◆ **Passage shown**:
Today, I’m studying the talk Personal Priesthood Responsibility, by Russell M. Nelson. He gave this talk in the October 2003 Priesthood Session of General Conference.
I don’t remember this talk a single bit. I’m not a bearer of the Priesthood. Personally, I’m more than okay with that. Usually, I don’t really read much of the Priesthood talks. I kind of feel they are directed for another group. But since I’m trying to read all of these talks, I decided to include the ones addressed at Priesthood sessions.
This talk is pretty self explanatory (based on its title). It’s about the personal responsibility that priesthood bearers have. Today, I’m just going to ponder a few things from the talk. This might seem a little disjointed. I hope you don’t mind.
The Strength of our Faith
President Nelson stated:
“…[T]he strength of the faith within each of us is developed individually, not as a group.” – Russell M. Nelson
I feel like the recent changes of our church meetings reflects what President Nelson taught in this quote. We can’t rely on the church, the Relief Society, or our Priesthood quorums to give us faith. We must develop our own faith. Obviously, I do think that we can learn from others. We can be taught by others. We are blessed by the testimonies of others. But ultimately, we must do the work of increasing our own faith.
President Nelson taught:
“Only as an individual can you develop a firm faith in God and a passion for personal prayer. Only as an individual can you keep the commandments of God. Only as an individual can you repent. Only as an individual can you qualify for the ordinances of salvation and exaltation.” – Russell M. Nelson
How can we increase our own faith? Experiment on it! Try living the gospel. Pray. Keep the commandments. Repent. Search the scriptures. Read good books, magazines, blogs. Increase our knowledge and then we apply that knowledge. Listen to the little nudges of the Spirit, and then trust in God!
Our Most Important Responsibility
President Nelson stated:
“Throughout life you will have a wide variety of duties and responsibilities. Many of these are temporary and will be relinquished upon your release. (You probably won’t object to your release from a call to pull weeds at the welfare farm.) But you never will be released from responsibilities related to your personal and family development.” – Russell M. Nelson
I know that this quote resonates with me because it means so much to me. It is so easy to get caught up in all of our duties and responsibilities. I don’t want to suggest that many of the “other” hats we wear are not also important. But I do think that it is so easy to overlook ur most important responsibilities – our personal and family development!
I know it’s easy for me as a mother to feel guilty sometimes when I spend time working out or doing things for “me.” Yet these are vitally important not only to my own spiritual and physical health, but also to the health of my family!
It is easy to get so busy with our callings, jobs, hobbies, etc that we can overlook the simple needs of our own children and spouse.

◆ **Provided data**:
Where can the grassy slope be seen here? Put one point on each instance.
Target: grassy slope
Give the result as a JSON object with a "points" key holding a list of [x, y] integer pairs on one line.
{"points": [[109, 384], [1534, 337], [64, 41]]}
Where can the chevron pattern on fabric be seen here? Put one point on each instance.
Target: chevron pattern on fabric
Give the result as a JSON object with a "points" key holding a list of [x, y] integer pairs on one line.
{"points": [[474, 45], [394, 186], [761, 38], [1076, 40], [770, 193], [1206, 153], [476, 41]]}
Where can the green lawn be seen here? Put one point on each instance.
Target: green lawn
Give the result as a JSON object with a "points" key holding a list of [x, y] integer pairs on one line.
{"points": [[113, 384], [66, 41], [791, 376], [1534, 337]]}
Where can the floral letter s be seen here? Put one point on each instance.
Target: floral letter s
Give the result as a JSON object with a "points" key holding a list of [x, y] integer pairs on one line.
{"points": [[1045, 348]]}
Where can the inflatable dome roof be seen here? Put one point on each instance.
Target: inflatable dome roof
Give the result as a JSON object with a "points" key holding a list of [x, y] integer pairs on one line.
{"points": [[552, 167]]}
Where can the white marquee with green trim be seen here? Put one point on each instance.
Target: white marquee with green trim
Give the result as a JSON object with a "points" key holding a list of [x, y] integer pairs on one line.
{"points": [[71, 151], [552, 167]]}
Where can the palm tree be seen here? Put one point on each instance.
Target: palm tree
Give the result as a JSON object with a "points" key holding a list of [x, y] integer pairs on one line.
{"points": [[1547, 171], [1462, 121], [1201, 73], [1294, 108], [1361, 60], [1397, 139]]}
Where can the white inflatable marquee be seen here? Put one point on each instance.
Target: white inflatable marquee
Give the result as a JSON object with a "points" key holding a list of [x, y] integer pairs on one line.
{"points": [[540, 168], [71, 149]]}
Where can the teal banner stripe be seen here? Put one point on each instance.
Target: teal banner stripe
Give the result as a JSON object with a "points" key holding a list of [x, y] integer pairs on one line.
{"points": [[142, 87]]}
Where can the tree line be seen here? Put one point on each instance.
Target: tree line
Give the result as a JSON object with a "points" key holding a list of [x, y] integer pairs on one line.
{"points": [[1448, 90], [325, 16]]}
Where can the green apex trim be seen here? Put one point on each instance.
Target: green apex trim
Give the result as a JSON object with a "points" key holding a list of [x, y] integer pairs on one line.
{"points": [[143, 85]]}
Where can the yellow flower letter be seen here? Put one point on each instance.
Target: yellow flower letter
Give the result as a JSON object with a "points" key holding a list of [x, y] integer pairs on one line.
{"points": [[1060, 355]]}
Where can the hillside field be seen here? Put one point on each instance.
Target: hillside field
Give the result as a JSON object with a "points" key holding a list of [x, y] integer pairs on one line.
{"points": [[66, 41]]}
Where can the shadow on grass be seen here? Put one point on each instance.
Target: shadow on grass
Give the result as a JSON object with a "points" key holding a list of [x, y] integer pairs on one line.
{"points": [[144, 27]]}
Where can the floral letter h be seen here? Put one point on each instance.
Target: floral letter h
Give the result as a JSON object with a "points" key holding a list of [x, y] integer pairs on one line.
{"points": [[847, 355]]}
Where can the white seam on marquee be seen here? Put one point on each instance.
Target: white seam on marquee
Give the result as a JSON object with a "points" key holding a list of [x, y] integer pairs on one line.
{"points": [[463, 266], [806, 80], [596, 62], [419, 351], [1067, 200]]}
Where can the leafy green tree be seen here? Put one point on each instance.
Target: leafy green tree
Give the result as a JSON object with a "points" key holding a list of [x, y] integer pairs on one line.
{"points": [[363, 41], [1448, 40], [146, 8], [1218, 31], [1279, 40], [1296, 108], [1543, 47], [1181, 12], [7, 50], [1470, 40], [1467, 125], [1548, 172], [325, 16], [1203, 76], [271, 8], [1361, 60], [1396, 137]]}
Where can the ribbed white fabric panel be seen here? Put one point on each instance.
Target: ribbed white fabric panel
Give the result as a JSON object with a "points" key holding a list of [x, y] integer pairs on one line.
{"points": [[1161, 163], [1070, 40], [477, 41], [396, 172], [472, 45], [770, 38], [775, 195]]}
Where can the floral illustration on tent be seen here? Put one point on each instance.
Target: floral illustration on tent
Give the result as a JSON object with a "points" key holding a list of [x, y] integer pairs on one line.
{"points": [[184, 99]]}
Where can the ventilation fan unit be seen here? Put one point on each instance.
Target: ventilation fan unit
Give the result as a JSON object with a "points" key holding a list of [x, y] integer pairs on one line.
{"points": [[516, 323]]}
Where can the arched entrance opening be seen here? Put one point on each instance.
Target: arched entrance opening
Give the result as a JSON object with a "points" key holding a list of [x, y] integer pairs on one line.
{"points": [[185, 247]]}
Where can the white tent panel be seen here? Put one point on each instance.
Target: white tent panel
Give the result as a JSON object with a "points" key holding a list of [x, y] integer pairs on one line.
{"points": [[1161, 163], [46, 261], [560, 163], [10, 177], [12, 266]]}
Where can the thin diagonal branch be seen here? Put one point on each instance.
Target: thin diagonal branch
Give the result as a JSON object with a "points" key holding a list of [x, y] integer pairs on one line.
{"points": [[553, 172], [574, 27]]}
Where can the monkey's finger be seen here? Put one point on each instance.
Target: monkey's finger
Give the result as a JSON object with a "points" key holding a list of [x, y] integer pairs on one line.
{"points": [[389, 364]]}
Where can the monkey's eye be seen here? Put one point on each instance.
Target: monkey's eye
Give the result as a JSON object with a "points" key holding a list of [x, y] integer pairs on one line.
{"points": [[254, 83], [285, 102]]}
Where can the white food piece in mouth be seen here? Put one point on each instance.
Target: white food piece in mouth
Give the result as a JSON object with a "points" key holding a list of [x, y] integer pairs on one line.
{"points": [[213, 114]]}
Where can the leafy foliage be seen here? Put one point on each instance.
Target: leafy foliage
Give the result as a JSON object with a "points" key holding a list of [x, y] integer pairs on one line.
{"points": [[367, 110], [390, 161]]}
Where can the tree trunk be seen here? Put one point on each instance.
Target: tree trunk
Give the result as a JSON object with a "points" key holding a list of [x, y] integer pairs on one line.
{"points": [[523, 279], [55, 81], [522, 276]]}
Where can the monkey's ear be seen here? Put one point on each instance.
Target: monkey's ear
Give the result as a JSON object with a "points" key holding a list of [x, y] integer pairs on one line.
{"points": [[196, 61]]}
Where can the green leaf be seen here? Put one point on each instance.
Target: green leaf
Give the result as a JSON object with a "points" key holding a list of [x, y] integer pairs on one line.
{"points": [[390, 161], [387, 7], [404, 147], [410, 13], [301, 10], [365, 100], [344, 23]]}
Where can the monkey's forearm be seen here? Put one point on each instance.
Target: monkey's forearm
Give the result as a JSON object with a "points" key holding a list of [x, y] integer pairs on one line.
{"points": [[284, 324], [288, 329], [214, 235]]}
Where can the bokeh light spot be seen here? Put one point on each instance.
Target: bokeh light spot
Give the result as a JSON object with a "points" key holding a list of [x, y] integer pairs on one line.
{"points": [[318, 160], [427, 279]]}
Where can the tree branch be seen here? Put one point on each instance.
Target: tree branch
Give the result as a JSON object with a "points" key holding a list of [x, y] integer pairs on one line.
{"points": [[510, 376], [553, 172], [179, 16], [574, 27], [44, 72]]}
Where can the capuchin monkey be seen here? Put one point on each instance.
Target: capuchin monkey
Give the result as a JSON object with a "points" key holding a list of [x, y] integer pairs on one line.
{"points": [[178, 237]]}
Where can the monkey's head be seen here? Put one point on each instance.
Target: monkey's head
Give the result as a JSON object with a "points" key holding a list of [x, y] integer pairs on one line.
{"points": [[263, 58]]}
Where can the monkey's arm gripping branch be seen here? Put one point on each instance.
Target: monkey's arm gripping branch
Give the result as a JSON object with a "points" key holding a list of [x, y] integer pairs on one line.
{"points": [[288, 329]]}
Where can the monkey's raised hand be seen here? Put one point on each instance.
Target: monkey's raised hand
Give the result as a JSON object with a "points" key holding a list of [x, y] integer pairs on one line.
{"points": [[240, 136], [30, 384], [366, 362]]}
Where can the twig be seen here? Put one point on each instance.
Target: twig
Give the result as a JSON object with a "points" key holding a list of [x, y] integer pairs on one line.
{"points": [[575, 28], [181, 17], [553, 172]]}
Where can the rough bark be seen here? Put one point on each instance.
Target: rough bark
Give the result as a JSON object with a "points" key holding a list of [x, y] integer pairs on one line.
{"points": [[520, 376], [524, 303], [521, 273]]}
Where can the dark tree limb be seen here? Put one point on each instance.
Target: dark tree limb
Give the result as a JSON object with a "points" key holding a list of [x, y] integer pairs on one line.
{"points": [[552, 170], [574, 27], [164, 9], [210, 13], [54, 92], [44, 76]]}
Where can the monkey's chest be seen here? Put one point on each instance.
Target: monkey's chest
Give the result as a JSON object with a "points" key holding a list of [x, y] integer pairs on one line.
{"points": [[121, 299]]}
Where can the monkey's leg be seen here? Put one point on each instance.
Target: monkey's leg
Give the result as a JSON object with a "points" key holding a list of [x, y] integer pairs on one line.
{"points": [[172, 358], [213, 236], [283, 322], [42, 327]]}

◆ **Directive 1**: Which lines of the listing contain the word "tree"? Select and copy each of them.
◆ **Directive 2**: Extend the blog post about the Personal Priesthood Responsibility talk, picking up right after its final sentence.

◆ **Exercise response 1**:
Where can the palm tree be seen here? Put one point on each instance.
Target: palm tree
Where can the tree line be seen here? Put one point on each instance.
Target: tree line
Where can the leafy green tree be seen here? Put one point on each instance.
Target: leafy green tree
Where can the tree trunk be seen here? Put one point on each instance.
Target: tree trunk
Where can the tree branch be seen here? Put one point on each instance.
Target: tree branch
Where can the dark tree limb be seen here? Put one point on each instance.
Target: dark tree limb

◆ **Exercise response 2**:
We will never be released from these relationships. They matter more than the many other things we will do in our lives. Of course, it’s not an “either / or” kind of a thing. The Spirit can guide us to understand what the needful thing is for each of us to do. The Spirit also will help us to understand that the needful thing for us to do will change from day to day and season to season. But it is important for us to keep the perspective that we will never be “released” from the responsibilities related to personal and family development..
Living True to Personal Promptings and Commandments
“We are to be true and faithful and live by every principle and doctrine that He has given to us. We cannot compromise a revelation or a commandment committed to our charge.” – Russell M. Nelson
This last part is really standing out to me today. We cannot compromise a revelation or a commandment committed to our charge. I want to think about that for a moment. How might I compromise revelations or commandments given to me???
I found a definition of the word compromise – to make a shameful or disreputable concession.
Do we ever do that? Make a shameful concession of the revelations that have been committed to our charge? And if so, why do we do that?
I’ll give you an example. Forgive me if this has already come up in other blog posts recently. It’s been on my mind a lot. In my Patriarchal Blessing, I’m warned – to keep the Word of Wisdom. Now, I don’t go out and drink alcohol. I don’t drink what we consider “hot drinks” (coffee, etc.). I don’t smoke. I don’t use illicit drugs. Whatever. I’m not special—there are a lot of people like me. I’m keeping the word of wisdom, right?
Well…maybe and maybe not.
I have to admit, even though I have studied the Word of Wisdom, I haven’t always done the best to pay attention to the majority of it!!! I have always found a way to justify eating plenty of meat daily. I have always found a way to justify not eating many fruits and veg. I have always found a way to justify treats (it’s my birthday, it’s Halloween, it’s national chocolate chip cookie day!!!)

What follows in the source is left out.